------ EXTRACTED RECORDS

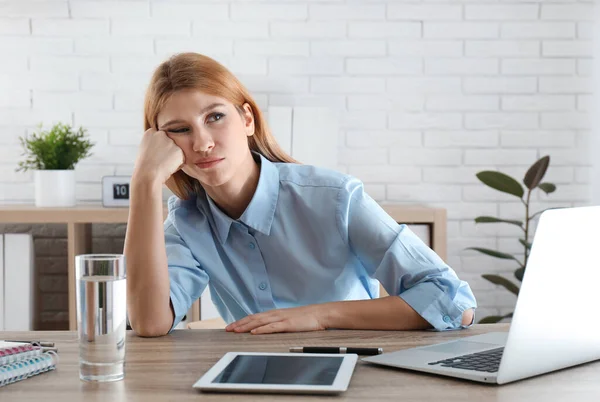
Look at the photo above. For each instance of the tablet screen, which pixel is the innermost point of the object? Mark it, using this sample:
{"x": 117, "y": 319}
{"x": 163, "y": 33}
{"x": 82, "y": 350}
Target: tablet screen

------------

[WHAT YOU SHOULD DO] Rewrite all the entries with every instance of "tablet screen" swapped for "phone screen", keeping everything else the same, and leave out the pictures.

[WORKED SOLUTION]
Look at the photo above. For each instance of the phone screen, which pixel is the innermost point of the object? Mark it, using this sample:
{"x": 117, "y": 319}
{"x": 163, "y": 33}
{"x": 82, "y": 350}
Target: phone screen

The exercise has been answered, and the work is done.